PROBLEM STATEMENT: Reproduce the records below verbatim, everything from the very start down to and including the line that contains "260], [169, 260]]".

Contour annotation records
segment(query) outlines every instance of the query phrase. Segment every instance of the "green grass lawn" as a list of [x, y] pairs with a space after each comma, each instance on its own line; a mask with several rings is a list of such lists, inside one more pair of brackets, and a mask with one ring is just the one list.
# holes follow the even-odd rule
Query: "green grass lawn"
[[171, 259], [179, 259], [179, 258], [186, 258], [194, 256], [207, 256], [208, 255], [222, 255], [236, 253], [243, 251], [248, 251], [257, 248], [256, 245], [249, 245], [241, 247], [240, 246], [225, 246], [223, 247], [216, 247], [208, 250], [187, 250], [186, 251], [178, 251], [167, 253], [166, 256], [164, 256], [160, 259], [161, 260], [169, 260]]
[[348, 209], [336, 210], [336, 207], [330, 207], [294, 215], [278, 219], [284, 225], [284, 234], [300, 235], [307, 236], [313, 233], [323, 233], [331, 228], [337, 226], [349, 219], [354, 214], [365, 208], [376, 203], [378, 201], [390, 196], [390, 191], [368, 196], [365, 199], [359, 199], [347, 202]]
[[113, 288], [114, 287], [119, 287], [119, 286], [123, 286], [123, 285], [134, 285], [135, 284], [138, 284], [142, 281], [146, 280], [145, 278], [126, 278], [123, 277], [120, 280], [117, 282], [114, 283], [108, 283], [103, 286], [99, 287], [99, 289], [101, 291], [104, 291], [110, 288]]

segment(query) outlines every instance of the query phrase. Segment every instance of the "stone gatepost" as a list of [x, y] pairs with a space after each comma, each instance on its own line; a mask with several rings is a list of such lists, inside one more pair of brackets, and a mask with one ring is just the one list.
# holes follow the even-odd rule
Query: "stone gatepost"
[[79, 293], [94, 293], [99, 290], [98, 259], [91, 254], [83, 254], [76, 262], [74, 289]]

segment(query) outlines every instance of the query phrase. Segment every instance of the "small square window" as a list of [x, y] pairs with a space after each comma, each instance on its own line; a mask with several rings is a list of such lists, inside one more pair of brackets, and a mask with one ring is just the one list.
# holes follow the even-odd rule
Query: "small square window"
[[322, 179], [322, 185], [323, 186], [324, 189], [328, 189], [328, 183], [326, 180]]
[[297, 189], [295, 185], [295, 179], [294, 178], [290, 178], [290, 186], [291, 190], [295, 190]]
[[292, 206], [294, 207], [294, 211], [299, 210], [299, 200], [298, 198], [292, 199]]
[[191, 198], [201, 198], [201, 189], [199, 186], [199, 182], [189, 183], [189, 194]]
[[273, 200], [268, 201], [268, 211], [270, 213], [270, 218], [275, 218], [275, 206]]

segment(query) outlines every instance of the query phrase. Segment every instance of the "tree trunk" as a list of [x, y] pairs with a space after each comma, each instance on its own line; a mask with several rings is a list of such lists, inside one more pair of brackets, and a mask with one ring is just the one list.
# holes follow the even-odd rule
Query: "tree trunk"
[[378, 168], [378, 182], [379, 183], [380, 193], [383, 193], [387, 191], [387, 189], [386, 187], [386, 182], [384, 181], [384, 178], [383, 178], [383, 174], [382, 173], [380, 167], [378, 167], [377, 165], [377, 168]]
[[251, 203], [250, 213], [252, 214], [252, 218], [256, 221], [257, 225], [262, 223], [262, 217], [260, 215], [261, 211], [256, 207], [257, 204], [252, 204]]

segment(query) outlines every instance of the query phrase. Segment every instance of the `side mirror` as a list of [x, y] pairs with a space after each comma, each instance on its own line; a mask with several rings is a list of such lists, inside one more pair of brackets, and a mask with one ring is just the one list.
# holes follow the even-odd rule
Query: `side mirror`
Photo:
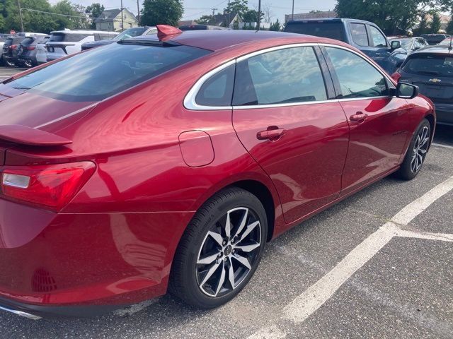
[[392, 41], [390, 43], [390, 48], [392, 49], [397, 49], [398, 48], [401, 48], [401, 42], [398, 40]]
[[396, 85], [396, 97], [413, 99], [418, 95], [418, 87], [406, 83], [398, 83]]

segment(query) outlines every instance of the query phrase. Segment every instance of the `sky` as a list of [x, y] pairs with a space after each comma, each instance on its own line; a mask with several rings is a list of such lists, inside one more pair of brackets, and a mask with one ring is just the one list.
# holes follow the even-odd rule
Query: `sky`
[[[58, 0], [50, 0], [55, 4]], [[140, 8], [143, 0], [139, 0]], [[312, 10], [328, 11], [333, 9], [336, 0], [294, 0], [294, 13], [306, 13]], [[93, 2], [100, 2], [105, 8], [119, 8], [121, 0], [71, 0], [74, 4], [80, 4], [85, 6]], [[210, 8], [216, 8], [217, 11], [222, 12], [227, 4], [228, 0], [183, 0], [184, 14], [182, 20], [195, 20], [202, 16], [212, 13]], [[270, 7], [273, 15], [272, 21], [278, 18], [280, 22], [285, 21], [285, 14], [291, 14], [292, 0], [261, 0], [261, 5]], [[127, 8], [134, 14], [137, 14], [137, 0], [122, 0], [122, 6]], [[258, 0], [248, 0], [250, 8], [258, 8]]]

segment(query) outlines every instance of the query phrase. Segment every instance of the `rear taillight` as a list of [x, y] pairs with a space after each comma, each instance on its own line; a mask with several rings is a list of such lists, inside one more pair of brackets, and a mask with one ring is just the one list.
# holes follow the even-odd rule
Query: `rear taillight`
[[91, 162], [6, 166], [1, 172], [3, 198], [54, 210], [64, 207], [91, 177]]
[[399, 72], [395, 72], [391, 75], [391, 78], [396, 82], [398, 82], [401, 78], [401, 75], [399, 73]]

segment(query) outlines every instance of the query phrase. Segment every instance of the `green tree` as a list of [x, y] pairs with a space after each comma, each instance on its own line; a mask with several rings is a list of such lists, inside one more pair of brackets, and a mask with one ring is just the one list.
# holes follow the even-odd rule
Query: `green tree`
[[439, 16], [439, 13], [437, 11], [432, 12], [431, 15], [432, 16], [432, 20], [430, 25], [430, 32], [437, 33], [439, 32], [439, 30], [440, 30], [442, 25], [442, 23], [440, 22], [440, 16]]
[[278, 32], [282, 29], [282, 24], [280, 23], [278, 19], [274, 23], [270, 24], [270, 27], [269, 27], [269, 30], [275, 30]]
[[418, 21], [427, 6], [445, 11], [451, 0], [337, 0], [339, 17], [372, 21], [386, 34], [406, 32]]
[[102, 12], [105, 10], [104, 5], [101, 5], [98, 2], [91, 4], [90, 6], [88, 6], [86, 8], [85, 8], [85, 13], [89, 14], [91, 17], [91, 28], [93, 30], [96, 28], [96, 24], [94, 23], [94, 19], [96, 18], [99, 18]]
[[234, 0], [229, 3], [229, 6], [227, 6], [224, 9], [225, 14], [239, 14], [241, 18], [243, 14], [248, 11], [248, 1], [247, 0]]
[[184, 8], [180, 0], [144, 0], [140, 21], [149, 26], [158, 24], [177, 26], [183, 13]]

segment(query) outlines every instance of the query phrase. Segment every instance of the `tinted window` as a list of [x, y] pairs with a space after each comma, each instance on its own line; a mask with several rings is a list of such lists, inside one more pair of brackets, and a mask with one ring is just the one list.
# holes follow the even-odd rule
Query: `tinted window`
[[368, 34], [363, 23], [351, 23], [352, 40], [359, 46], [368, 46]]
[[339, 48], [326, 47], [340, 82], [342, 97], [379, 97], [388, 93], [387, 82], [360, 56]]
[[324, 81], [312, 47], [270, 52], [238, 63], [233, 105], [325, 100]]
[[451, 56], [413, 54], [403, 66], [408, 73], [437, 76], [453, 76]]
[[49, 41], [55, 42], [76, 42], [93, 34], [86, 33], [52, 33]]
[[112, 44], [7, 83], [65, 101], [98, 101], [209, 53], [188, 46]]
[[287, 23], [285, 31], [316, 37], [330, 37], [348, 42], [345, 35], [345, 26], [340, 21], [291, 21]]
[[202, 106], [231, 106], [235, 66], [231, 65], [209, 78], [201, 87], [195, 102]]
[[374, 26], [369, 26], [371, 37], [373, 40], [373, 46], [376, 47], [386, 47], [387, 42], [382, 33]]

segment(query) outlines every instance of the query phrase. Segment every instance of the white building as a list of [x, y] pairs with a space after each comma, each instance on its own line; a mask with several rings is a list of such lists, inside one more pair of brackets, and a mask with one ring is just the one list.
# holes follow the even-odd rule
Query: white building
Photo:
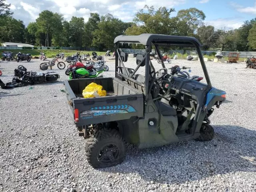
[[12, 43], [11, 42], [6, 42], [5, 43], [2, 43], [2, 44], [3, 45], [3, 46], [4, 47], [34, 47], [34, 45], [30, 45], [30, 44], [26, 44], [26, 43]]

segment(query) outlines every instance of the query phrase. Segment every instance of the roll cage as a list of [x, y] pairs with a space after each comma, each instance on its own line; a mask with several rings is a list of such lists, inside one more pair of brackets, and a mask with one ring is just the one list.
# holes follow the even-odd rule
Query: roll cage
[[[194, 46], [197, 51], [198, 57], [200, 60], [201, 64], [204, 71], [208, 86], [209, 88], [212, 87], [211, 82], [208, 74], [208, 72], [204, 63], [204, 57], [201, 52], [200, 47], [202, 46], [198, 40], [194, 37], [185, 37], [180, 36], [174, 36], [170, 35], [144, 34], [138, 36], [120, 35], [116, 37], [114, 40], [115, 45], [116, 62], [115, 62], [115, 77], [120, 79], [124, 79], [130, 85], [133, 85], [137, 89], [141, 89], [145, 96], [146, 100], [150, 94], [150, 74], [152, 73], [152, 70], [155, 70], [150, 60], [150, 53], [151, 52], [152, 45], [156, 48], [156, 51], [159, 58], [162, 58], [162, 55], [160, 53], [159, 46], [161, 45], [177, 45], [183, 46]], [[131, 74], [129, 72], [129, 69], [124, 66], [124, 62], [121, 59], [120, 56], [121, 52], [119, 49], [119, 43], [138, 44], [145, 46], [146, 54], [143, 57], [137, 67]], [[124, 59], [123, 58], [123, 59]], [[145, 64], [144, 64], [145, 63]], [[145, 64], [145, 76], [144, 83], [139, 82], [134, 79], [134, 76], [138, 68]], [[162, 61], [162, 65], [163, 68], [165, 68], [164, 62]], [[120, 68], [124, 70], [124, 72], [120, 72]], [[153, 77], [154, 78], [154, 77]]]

ANSWER FOR THE TASK:
segment(query) outlines every instance of the query phrase. Segment every instance of the "green grass lawn" as a list of [x, y] pairs with a space after each comma, each instance on its own line; a mask with several rings is a list of such lists, inside one more pair of brackets, and a mask with one ring is just the one list.
# holes follow the even-odd rule
Query: "green grass lawn"
[[171, 259], [179, 259], [179, 258], [186, 258], [194, 256], [207, 256], [208, 255], [222, 255], [236, 253], [243, 251], [248, 251], [257, 248], [256, 245], [249, 245], [241, 247], [240, 246], [225, 246], [223, 247], [216, 247], [208, 250], [187, 250], [186, 251], [178, 251], [167, 253], [166, 256], [164, 256], [160, 259], [161, 260], [169, 260]]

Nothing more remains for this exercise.